> _Exercise requirements_
Every entry is to be returned as it stands, apart from the pictures.

•••

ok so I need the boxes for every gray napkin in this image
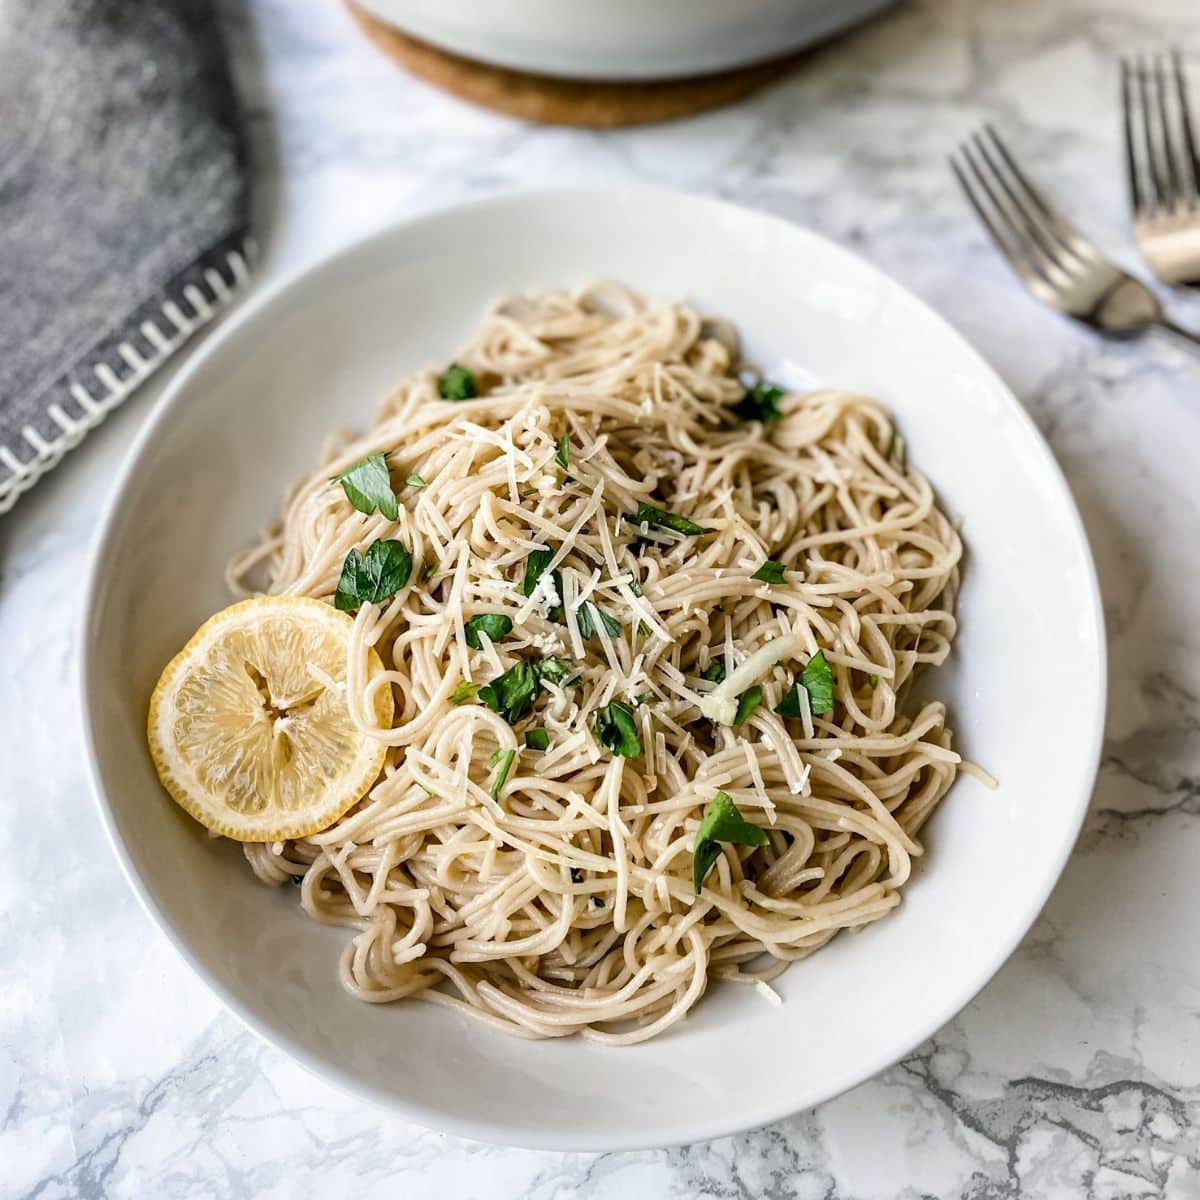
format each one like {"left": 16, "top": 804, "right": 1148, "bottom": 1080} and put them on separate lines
{"left": 0, "top": 0, "right": 251, "bottom": 513}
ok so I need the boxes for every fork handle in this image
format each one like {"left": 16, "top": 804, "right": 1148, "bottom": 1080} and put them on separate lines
{"left": 1156, "top": 317, "right": 1200, "bottom": 351}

•••

> _Answer to the exercise_
ok so I need the boxes for every gray napkin in this image
format each one like {"left": 16, "top": 804, "right": 1148, "bottom": 1080} and put them on separate lines
{"left": 0, "top": 0, "right": 251, "bottom": 513}
ok so I need the boxes for every fork handle in this image
format each one like {"left": 16, "top": 804, "right": 1148, "bottom": 1080} and put them on separate lines
{"left": 1156, "top": 317, "right": 1200, "bottom": 351}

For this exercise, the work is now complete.